What to work on » Continue the account of the Canadian attack on Valenciennes, picking up after its final sentence.

Text under study »

In soggy, rainy weather, the 4th Canadian Division took up positions to the south of the city with the 44th (Manitoba) and 47th (British Columbia) Battalions replacing the British 51st Division men at Mount Huoy on the night of 29 October. They began to reconnoitre the enemy's positions and lines and 303 guns of the Canadian Artillery began bombarding the hill and city around the clock. The bombardment was complicated by the presence of significant numbers of French civilians in the city and surrounding villages and towns and so careful counter battery preparations were taken to locate enemy guns and troop concentrations when in close proximity to civilians. The artillery strikes were decisive and significantly reduced the German artillery support for the defensive lines in the subsequent attacks.

Again in a pouring rain on 1 November, the first phase of the infantry assault on Valenciennes had the 44th Battalion advance up Mount Houy at 05:15, defended on three sides by a creeping barrage and took the Red Line, overwhelming the remaining defenders in 45 minutes despite being forced to use their respirators by gas-shell counter-fire. Demoralized and dispirited by the sustained artillery fire, German soldiers began surrendering en masse. By 10:20, despite being significantly outnumbered, the 46th (South Saskatchewan) and 47th Battalions had advanced to the Blue Line objective on the southern outskirts of the city.

By late morning, the German defence solidified in the south of the city with intensified machine gun fire, particularly in the town of Marly in the southeast outskirts of the city. From the west, the 3rd Canadian Division's 12th Brigade established bridgeheads over the Escaut/Scheldt and pushed into the city on a second axis of attack. By noon Canadian troops were arriving in the centre of town and by the end of the day, the Canadians had swept into the northern fringes of Valenciennes, advancing on the Green Line with the 12th Brigade's 38th (Ottawa) and 72nd (Seaforth Highlanders of Canada) Battalions eliminating the last pockets of the enemy through the night.

Source data »
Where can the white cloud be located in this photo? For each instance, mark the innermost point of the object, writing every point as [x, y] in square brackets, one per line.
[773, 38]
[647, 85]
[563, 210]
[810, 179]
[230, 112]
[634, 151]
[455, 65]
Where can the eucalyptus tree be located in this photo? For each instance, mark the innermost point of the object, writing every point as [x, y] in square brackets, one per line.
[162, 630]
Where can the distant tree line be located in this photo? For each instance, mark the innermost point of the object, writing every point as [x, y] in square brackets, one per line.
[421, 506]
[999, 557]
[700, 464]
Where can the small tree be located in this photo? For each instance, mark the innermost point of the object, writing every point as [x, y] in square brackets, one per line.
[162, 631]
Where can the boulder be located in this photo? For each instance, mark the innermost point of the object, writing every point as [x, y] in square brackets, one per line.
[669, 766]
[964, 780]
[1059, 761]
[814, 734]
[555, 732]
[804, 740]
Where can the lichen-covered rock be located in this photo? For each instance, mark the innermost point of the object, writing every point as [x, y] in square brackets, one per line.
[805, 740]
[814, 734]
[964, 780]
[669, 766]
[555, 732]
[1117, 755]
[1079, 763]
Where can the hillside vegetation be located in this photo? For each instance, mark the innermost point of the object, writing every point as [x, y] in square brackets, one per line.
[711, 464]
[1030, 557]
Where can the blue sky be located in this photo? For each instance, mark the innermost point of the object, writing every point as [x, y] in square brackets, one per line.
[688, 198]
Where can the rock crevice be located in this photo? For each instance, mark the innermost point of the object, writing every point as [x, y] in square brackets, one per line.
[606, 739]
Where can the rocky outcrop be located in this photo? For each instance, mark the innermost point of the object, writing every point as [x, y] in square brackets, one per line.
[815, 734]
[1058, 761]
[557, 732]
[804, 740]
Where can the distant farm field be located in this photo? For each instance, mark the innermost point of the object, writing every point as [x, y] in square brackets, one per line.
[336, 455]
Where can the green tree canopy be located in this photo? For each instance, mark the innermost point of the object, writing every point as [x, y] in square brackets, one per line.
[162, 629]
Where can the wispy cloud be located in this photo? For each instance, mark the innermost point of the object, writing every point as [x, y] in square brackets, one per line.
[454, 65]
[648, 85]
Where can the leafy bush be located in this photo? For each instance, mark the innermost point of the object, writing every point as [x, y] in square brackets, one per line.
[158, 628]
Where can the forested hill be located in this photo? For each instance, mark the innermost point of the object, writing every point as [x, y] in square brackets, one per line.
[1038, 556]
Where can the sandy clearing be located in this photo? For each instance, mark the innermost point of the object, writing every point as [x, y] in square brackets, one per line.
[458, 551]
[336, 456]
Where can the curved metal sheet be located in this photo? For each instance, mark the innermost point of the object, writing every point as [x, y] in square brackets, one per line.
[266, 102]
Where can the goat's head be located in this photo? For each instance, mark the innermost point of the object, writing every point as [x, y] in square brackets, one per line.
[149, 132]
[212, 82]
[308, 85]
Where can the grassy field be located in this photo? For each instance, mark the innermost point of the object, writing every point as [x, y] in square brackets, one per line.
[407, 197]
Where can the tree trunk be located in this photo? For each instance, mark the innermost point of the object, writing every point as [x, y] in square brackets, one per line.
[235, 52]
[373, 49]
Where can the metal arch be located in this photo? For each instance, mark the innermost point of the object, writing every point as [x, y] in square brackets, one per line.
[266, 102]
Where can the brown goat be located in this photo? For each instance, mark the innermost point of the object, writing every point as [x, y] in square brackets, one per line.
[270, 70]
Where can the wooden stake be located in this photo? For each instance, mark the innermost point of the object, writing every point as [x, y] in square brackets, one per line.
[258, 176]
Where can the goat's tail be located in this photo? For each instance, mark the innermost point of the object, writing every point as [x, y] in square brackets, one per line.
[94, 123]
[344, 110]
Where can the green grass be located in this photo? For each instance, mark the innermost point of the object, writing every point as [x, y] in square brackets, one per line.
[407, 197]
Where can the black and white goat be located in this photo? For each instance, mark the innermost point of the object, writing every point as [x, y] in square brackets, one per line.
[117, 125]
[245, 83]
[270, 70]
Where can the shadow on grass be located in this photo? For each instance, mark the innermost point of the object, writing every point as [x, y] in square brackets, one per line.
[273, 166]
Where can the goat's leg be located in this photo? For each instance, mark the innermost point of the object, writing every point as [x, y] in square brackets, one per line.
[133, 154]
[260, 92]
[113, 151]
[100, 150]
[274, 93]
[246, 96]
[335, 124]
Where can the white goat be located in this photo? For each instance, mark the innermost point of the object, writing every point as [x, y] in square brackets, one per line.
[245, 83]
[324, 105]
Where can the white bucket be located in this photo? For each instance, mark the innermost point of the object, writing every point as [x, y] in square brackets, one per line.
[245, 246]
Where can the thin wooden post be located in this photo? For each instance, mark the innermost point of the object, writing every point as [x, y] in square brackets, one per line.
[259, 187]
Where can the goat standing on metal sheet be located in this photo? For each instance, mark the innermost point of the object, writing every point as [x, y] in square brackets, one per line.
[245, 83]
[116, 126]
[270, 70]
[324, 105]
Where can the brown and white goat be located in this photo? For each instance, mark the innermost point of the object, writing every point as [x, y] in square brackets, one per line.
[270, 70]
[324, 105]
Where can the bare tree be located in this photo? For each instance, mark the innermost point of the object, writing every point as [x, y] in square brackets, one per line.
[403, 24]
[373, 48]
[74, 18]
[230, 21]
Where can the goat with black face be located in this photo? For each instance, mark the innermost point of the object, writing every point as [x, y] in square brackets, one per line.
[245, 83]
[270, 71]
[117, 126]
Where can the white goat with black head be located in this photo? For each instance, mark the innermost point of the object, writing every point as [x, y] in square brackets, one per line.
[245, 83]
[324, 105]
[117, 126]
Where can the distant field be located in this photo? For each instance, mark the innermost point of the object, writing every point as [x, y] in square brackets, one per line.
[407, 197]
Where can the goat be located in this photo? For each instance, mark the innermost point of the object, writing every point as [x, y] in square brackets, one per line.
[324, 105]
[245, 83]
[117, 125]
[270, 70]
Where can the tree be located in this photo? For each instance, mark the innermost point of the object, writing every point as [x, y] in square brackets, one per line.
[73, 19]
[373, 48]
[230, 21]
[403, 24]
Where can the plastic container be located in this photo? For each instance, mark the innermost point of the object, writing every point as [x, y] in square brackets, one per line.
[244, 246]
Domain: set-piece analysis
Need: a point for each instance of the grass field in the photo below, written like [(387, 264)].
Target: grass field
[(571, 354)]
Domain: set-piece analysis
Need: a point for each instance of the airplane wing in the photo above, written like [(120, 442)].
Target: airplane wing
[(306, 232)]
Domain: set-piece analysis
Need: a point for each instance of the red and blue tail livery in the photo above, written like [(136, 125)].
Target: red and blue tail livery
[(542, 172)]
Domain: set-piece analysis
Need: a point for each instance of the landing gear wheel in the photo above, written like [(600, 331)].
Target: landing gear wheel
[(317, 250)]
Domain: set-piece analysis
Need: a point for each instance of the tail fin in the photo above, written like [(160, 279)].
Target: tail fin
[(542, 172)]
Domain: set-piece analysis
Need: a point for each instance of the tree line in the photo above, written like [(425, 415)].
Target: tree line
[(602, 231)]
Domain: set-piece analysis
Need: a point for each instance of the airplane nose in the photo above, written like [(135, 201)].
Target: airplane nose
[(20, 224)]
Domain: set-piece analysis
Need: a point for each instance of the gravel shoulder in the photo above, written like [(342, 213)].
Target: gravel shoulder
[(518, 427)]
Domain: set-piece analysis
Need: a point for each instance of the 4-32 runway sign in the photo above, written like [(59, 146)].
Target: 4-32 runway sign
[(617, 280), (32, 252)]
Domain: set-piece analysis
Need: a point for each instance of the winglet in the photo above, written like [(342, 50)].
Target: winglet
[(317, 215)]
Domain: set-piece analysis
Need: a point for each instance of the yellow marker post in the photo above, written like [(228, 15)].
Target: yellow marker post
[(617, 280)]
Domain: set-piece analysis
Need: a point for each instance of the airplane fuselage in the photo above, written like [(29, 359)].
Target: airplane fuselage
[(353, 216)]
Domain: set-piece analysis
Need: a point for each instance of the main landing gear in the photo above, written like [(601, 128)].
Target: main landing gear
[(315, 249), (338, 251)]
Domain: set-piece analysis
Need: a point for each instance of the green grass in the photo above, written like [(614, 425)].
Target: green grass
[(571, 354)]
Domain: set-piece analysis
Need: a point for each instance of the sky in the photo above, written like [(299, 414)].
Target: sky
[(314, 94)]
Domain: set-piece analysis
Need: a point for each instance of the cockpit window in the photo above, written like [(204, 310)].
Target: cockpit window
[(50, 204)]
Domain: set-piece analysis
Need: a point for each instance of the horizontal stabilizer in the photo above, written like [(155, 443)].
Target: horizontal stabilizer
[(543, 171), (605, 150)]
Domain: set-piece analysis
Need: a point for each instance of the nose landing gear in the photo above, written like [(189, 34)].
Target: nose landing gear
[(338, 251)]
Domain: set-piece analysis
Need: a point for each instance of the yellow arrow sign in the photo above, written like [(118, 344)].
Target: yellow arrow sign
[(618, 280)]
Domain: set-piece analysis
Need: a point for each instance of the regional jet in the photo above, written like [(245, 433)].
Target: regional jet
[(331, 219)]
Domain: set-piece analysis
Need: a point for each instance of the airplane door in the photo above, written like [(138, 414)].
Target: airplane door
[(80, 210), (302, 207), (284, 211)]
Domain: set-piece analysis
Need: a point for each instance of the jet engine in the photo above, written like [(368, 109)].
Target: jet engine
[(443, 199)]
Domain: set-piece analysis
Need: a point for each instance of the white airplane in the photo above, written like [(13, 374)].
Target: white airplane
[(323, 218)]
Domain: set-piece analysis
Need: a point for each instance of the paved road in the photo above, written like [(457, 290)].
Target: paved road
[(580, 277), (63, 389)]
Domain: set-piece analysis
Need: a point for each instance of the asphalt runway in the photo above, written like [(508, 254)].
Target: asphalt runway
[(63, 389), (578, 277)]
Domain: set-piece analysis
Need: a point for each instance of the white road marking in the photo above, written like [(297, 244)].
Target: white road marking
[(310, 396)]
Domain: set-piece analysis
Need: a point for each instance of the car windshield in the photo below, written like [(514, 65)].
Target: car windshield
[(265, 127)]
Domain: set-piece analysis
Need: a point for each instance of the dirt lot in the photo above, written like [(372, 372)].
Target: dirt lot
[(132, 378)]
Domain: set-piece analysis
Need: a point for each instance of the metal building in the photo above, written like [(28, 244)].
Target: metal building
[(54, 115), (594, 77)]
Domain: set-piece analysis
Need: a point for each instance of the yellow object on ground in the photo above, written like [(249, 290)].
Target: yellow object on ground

Task result »
The following morning, 2 November, the 54th (Kootenay) Battalion of the 11th Brigade had geared up and advanced on Marly, only to discover the Germans had abandoned their defences during the night. By 08:30 Canadian troops had advanced into the last eastern sections of the city and outskirts and by the end of the day the last remaining German holdouts in Valenciennes had been 'mopped up' and 800 enemy lay dead and 1,800 more enemy soldiers had surrendered.

A vivid account of this battle, from the Maresches section of the eleven-mile front, is provided by Private A S Bullock in his wartime memoir.

== Heroism ==
Sergeant Hugh Cairns, of the 46th Battalion was posthumously awarded the Victoria Cross for conspicuous bravery during the fighting in the approach to the Blue Line in the south of the city. On 1 November, Cairns single-handedly captured two machine guns, killing or capturing their crews, then went on to lead a small contingent on to capture multiple machine and field guns, and despite having been wounded led an advance patrol into Marly, through these actions capturing over 100 enemy soldiers. After having captured 60 prisoners in Marly, he was rushed by a group of about 20 enemy troops and was severely wounded, and died at a nearby medical post the following day Sergeant Cairns is buried just west of the city at Auberchicourt British Cemetery.

“Among others in the battalion, there were six Distinguished Service Orders, 34 Military Crosses, 23 Distinguished Conduct Medals, 227 Military Medals and 27 mention in dispatches.”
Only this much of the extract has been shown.